[STUDY TEXT]
____
Licensee shall pay Licensor the sum of one million US dollars [US$ 1,000,000). Payment of this cash portion of the fee is subject to and conditioned upon the acquisition of sufficient investment capital in the form of debt or equity to pay this fee and fund the first year of operation under this license.

 

Stock. Licensee shall pay Licensor one million [1,000,000] common shares of NGEY.

 

Warrants. Licensee shall pay Licensor warrants which allow the holder to purchase up to one million, five hundred thousand (1,500,000) of the NGEY'S common shares, exercisable for a period of three years from the date of this Agreement at a price equal to 50% of the average closing price for NGEY’s common shares for the period of 20 trading days prior to the date of the exercise.

 

Ongoing Consideration. Licensee shall pay to Licensor or as Licensor may otherwise direct,

 

on a monthly basis, in arrears, a revenue participation equal to twenty five percent [25.0%] of Net Revenues collected by Licensee in the preceding month relative to the exploitation of this license.

 

3. In addition the Company entered into a 20 year renewable Service Agreement with ALTERNATE HEALTH, INC. to maintain this licensed property on a cost plus 20% basis.

 

Item 3.02 Unregistered Sales of Equity Securities

 

In consideration for the agreements set out in Item 1.01 above, the Company’s Board of Directors has authorized the issuance of the following shares and warrants:

 

1. To VIP-PATIENT LLC: 500,000 Common Shares and Warrants to purchase 1,100,000 common shares over a period of three years at a price equal to 50% of the average closing price for NGEY's common shares for the period of 20 trading days prior to the date of the exercise.
____
Items stored from a collection
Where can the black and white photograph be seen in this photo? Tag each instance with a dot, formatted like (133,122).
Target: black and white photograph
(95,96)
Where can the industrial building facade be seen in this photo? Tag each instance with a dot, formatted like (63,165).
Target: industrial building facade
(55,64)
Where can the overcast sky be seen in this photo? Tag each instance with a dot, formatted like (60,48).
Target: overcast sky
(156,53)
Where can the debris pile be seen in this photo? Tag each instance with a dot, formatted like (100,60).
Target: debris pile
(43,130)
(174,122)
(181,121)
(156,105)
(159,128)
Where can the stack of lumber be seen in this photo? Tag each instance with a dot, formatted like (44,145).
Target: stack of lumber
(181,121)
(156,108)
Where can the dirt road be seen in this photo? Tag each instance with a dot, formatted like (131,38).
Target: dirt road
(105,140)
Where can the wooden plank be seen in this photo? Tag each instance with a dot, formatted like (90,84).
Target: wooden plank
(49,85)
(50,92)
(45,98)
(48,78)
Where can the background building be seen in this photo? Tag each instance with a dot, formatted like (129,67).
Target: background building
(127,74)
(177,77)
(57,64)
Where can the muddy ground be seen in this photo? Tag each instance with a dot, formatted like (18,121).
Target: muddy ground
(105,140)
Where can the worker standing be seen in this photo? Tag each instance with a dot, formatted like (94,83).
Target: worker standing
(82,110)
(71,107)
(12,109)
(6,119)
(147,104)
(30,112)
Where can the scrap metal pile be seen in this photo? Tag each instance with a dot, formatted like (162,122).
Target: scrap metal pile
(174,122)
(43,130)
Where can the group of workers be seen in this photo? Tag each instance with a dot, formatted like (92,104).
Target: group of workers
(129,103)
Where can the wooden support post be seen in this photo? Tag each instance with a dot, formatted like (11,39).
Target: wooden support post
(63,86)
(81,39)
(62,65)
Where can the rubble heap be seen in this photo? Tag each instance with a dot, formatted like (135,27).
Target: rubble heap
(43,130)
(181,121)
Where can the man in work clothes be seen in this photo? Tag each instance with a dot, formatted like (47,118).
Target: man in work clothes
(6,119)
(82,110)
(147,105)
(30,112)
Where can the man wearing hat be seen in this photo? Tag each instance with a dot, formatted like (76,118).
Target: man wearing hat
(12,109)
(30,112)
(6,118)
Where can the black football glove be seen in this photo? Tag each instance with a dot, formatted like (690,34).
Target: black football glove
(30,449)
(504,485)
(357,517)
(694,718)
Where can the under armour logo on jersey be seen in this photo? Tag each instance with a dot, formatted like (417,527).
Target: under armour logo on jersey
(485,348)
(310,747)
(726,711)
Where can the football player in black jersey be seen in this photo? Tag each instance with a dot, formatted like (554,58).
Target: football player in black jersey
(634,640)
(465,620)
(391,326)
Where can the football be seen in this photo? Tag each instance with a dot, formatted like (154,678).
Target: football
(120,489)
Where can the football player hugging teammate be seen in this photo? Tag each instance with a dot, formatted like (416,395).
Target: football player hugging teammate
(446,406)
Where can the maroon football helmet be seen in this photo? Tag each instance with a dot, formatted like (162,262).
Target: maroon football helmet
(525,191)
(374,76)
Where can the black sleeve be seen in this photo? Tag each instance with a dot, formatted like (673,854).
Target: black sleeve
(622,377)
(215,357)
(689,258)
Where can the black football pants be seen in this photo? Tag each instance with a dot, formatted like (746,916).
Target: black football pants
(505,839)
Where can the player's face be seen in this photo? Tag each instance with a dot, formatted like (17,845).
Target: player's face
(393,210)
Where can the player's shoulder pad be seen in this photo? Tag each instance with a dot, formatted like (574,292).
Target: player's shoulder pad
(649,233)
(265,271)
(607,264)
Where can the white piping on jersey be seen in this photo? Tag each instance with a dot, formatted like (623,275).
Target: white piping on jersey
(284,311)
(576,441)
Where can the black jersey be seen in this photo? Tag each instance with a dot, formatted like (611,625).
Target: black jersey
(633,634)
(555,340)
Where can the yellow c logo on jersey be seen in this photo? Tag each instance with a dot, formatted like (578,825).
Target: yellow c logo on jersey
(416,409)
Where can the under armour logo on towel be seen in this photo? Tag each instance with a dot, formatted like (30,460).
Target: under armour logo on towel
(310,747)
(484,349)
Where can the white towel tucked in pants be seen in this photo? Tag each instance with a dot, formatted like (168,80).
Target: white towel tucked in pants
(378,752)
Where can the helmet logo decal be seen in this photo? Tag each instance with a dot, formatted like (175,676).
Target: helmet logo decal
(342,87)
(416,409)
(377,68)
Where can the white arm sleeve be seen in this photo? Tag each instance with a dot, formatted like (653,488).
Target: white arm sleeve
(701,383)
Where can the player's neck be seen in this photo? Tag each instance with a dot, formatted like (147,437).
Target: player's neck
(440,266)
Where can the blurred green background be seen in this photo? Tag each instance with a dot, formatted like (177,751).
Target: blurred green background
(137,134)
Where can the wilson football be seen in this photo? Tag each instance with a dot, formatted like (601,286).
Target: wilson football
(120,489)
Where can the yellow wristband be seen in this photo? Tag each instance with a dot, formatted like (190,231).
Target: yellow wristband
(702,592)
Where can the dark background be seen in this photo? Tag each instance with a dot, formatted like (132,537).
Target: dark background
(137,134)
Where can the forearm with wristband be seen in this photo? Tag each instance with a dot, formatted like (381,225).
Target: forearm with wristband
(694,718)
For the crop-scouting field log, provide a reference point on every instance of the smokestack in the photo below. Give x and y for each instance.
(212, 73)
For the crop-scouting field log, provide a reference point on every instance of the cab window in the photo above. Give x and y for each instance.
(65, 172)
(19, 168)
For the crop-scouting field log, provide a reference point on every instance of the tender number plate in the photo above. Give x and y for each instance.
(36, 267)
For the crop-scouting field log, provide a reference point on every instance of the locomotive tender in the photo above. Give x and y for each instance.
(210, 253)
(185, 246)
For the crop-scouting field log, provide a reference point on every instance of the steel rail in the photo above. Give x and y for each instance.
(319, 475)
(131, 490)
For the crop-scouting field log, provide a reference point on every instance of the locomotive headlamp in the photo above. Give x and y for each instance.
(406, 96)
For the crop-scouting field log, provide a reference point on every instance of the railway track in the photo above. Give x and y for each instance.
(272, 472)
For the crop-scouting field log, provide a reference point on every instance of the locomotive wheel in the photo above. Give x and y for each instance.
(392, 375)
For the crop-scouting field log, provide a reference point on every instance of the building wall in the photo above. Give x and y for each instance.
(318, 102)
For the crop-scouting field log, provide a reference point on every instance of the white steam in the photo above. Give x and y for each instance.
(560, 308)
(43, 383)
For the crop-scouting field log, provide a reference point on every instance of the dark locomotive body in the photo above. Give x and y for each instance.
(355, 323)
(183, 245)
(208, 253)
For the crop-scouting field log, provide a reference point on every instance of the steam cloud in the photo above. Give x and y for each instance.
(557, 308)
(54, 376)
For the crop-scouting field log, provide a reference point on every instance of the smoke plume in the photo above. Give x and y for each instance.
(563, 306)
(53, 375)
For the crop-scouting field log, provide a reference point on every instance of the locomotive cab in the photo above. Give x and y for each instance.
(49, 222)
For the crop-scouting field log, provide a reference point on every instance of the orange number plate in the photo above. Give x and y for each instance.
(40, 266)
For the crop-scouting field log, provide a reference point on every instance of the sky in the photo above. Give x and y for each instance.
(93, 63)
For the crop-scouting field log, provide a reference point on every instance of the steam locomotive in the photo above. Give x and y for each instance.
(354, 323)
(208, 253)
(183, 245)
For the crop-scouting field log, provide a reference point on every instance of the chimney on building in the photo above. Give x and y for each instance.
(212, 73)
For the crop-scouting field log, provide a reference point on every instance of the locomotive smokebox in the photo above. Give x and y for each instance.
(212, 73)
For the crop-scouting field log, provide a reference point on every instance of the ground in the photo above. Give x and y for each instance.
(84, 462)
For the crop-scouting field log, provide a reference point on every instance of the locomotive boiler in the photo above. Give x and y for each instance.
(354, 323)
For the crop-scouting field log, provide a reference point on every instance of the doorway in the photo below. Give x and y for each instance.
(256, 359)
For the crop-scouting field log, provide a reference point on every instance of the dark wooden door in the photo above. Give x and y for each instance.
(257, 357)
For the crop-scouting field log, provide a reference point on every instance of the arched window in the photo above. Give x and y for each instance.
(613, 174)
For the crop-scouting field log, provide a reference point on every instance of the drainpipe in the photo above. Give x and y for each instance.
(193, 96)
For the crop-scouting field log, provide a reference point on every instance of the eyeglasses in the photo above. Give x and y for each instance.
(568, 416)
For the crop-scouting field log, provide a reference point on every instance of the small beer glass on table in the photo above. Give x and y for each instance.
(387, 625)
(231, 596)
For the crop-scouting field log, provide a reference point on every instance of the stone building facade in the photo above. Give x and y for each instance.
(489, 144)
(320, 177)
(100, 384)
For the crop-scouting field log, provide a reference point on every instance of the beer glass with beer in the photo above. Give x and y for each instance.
____
[EXERCISE REQUIREMENTS]
**1.** For each statement about the filing excerpt above, answer yes or no and quote the words from the filing excerpt that decide it. (a) The warrants paid to Licensor may be exercised over a period of five years. (b) Licensee pays Licensor a monthly revenue participation of twenty-five percent of Net Revenues. (c) VIP-PATIENT LLC is to receive 500,000 Common Shares.
**2.** Answer the following questions using the filing excerpt above.
(a) How many common shares of NGEY does Licensee pay Licensor?
(b) With which company did the Company enter into a 20 year renewable Service Agreement?
(c) On what basis is the licensed property to be maintained?
**3.** Continue the filing excerpt above, beginning after its final sentence.

[ANSWERS FOR EACH ITEM]
**1.**
(a) No: "exercisable for a period of three years from the date of this Agreement"
(b) Yes: "on a monthly basis, in arrears, a revenue participation equal to twenty five percent [25.0%] of Net Revenues"
(c) Yes: "To VIP-PATIENT LLC: 500,000 Common Shares"

**2.**
(a) One million [1,000,000] common shares.
(b) ALTERNATE HEALTH, INC.
(c) On a cost plus 20% basis.

**3.**
 

2. To ALTERNATE HEALTH, INC.: 1,000,000 common shares and warrants which allow the holder to purchase up to one million, five hundred thousand (1,500,000) of the NGEY'S common shares, exercisable for a period of three years from the date of this Agreement at a price equal to 50% of the average closing price for NGEY’s common shares for the period of 20 trading days prior to the date of the exercise.

 

In a separate transaction, the Company’s Board of Directors has authorized the sale of 2,772 shares of Series “A” Preferred stock for $69,300 in cash to BioGlobal Resources, Inc. and the sale of an additional 2,228 shares of Series “A” Preferred stock in exchange for a recourse promissory note in the amount of $55,700 payable within one year from date from BioGlobal Resources.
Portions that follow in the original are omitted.